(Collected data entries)
....
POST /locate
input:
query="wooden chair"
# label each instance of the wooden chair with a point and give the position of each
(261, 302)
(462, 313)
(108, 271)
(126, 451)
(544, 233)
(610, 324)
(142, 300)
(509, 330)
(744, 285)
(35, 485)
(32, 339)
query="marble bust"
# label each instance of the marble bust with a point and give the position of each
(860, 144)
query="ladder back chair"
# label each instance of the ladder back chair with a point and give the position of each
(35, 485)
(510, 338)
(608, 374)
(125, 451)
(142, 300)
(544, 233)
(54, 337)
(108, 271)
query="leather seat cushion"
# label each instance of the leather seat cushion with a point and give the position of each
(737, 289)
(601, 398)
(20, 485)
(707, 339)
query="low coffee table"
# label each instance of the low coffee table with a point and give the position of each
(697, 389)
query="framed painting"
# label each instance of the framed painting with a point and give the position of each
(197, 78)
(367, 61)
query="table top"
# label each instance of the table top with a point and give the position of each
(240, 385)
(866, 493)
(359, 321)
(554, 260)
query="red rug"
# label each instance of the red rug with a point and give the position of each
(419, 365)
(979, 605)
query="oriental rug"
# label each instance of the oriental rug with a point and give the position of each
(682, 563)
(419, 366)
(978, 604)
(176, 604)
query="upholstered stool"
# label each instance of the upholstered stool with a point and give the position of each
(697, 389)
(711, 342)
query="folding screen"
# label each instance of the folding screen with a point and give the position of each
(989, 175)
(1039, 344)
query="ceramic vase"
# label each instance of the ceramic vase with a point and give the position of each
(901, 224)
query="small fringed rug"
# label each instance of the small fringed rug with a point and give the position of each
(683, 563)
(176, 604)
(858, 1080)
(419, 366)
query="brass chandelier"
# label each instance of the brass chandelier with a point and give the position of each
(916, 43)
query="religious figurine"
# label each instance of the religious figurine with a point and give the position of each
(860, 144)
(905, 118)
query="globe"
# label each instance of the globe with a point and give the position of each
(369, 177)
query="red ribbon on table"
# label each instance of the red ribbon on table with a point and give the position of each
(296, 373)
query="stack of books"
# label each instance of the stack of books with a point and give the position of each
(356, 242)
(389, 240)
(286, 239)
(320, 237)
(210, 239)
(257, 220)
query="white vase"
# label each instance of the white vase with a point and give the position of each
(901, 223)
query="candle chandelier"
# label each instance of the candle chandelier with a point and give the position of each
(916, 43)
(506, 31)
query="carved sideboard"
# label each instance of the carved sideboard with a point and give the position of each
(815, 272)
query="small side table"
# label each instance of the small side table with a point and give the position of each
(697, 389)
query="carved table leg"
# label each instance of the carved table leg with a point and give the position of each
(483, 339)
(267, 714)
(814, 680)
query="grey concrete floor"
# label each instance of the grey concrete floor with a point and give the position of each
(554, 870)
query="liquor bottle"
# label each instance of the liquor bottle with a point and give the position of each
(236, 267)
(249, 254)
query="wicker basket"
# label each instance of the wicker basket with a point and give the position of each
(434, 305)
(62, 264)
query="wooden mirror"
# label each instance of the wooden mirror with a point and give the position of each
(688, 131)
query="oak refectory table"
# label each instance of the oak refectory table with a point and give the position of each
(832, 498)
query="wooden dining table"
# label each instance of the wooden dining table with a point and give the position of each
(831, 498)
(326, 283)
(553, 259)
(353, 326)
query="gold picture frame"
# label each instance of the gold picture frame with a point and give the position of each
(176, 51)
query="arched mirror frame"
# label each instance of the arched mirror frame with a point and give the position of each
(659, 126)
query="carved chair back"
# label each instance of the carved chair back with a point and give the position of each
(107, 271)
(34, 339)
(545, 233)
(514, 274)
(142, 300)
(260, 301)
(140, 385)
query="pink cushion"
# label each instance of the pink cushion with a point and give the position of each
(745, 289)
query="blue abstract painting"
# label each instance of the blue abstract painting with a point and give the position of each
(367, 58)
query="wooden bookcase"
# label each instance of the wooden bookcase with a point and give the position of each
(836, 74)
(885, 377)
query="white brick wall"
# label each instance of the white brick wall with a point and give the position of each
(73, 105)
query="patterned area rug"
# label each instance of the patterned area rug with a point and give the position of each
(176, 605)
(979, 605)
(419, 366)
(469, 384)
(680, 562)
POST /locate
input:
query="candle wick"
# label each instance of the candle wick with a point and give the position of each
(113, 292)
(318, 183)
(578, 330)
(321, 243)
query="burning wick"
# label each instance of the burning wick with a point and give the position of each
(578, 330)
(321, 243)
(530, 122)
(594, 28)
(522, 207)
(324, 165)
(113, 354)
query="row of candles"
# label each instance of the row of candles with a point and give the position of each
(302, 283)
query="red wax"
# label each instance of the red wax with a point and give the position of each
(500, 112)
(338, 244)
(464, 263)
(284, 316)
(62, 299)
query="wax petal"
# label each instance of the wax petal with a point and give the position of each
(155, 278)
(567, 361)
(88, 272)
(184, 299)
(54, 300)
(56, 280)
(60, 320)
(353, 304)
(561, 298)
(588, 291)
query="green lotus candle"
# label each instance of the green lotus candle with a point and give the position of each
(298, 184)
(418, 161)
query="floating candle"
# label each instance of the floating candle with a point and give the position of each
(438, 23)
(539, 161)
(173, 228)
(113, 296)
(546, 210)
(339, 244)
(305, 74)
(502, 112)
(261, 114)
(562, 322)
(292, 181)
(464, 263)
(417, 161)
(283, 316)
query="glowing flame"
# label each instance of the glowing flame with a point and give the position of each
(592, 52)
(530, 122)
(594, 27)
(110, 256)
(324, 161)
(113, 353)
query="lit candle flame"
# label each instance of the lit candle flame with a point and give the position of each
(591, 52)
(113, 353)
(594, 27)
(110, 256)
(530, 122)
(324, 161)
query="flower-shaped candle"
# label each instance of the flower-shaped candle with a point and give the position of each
....
> [WRITTEN REQUEST]:
Extract all of the data above and output it character for character.

> [FINISHED ANSWER]:
POST /locate
input:
query="wooden chair"
# label each instance of the wooden chair with a point and give the position of each
(261, 302)
(462, 313)
(108, 271)
(126, 451)
(544, 233)
(610, 324)
(142, 300)
(509, 330)
(744, 285)
(35, 485)
(32, 339)
query="marble bust"
# label each instance of the marble bust with a point and give the position of each
(860, 144)
query="ladder back chair"
# label each instance of the ladder back chair with a point and give the position of each
(35, 485)
(510, 338)
(608, 374)
(125, 451)
(142, 300)
(544, 233)
(54, 337)
(108, 271)
query="leather seat cushion"
# label each instance of the leather seat cushion with a point and give the position of each
(737, 289)
(601, 398)
(20, 485)
(707, 339)
query="low coffee table"
# label each instance of the low coffee table with a point and give the position of each
(697, 389)
query="framed painting"
# label each instance of the framed painting with a point and give the position of each
(197, 78)
(367, 61)
query="table top"
# label each instance of the table top with a point and give the position of each
(240, 385)
(866, 493)
(359, 321)
(554, 260)
query="red rug"
# label each instance of the red rug with a point and give the position of each
(419, 365)
(979, 605)
query="oriental rug"
# label each instance of the oriental rug with a point and give the position of each
(682, 563)
(419, 366)
(978, 604)
(176, 604)
query="upholstered stool"
# label each instance of the upholstered stool with a point and give the position of each
(697, 389)
(711, 342)
query="folding screen"
# label each instance of the folding screen with a point and give the position of each
(989, 175)
(1039, 344)
query="ceramic vase"
# label each instance of the ceramic vase with a point and give the position of each
(901, 224)
query="small fringed rug"
# label each instance of the small fringed rug with a point and give the position of each
(683, 563)
(176, 604)
(858, 1080)
(419, 366)
query="brass chandelier"
# label each instance of the brass chandelier with a point and give the position of each
(916, 43)
query="religious figurine"
# label each instance of the religious figurine with a point and give the position of each
(860, 144)
(905, 118)
query="globe"
# label each instance of the globe with a point and give the position of each
(369, 177)
query="red ribbon on table"
# label each instance of the red ribbon on table with a point and give the position of each
(296, 373)
query="stack of books"
# label each instance of the stack of books with a point and give the position of each
(356, 242)
(389, 240)
(286, 239)
(320, 237)
(210, 239)
(257, 220)
query="white vase"
# label each instance of the white vase with a point and give the position of each
(901, 223)
query="candle chandelier"
# label each instance of the candle chandelier with a point and give the position of each
(916, 43)
(506, 31)
query="carved sideboard"
# label each instance of the carved sideboard with a point and give the position of each
(815, 272)
query="small side table"
# label each instance of the small side table with a point and give the position of each
(697, 389)
query="carved table leg"
# label each instance of the carved table leg with a point and give the position of each
(483, 339)
(267, 714)
(814, 680)
query="grey concrete floor"
# label each instance of the grey concrete floor with a point and give the position of each
(554, 870)
query="liquor bottle"
# label each instance of the liquor bottle with a point and give the position of each
(236, 267)
(249, 254)
query="wicker basket"
# label each instance of the wicker basket with a point and give the position of each
(434, 305)
(62, 264)
query="wooden mirror"
# label each instance of the wooden mirror with a point and give the position of each
(688, 131)
query="oak refectory table"
# label each instance of the oak refectory table with a point and give the position of each
(832, 498)
query="wooden dining table"
# label each instance of the wooden dining table with a point and give the position of each
(831, 498)
(326, 283)
(553, 259)
(353, 326)
query="gold picture frame"
# label each instance of the gold picture frame with a point and give the position of each
(176, 51)
query="arched mirror frame"
# label each instance of the arched mirror frame with a point and give the position of each
(659, 126)
query="carved chair back"
# label each instance of the carved chair back with a point and give the position of each
(107, 271)
(34, 339)
(545, 233)
(514, 274)
(142, 300)
(260, 301)
(140, 385)
query="pink cushion"
# label each instance of the pink cushion with a point and give the position of each
(745, 289)
query="blue abstract painting"
# label each instance of the blue abstract painting with a point and give the position of each
(367, 58)
query="wooden bookcase"
# label each instance of the wooden bookcase with a point and give the position of each
(836, 74)
(885, 377)
query="white brick wall"
# label each instance of the white brick wall with a point and give the position of each
(73, 105)
query="patterned area rug"
# label each instance of the patterned area rug with a point and give the position of each
(176, 605)
(979, 605)
(419, 366)
(469, 384)
(680, 562)
POST /locate
input:
query="candle wick"
# label each instance of the candle wick with a point and give the position of each
(113, 292)
(318, 183)
(578, 330)
(321, 243)
query="burning wick"
# label each instance of the burning wick with a point and give the position of each
(578, 330)
(321, 243)
(530, 122)
(594, 28)
(522, 207)
(324, 165)
(113, 354)
query="row of candles"
# label each instance of the row of candles with a point and give the position of each
(302, 283)
query="red wax"
# label each instance of the red wax with a point and give the position of each
(500, 112)
(338, 244)
(464, 263)
(284, 316)
(62, 299)
query="wax petal"
# label each instance of the wax petal with a point and give the position of each
(155, 278)
(567, 361)
(88, 272)
(184, 299)
(54, 300)
(56, 280)
(60, 320)
(353, 304)
(561, 298)
(588, 291)
query="green lotus candle"
# label each instance of the green lotus candle with a point and give the position of each
(298, 184)
(418, 161)
query="floating candle"
# label each instance of the floating candle with a point and give the position of each
(438, 23)
(539, 161)
(173, 228)
(113, 296)
(546, 210)
(339, 244)
(305, 74)
(502, 112)
(261, 114)
(562, 322)
(292, 181)
(464, 263)
(417, 161)
(283, 316)
query="glowing flame"
# label each instance of the glowing flame with a point and give the position of each
(592, 52)
(530, 122)
(594, 27)
(110, 256)
(324, 161)
(113, 353)
query="lit candle flame"
# label each instance of the lit candle flame with a point and give the position of each
(591, 52)
(113, 353)
(594, 27)
(110, 256)
(530, 122)
(324, 161)
query="flower-shaped candle"
# label each instance of the flower-shaped candle with a point and give the position of each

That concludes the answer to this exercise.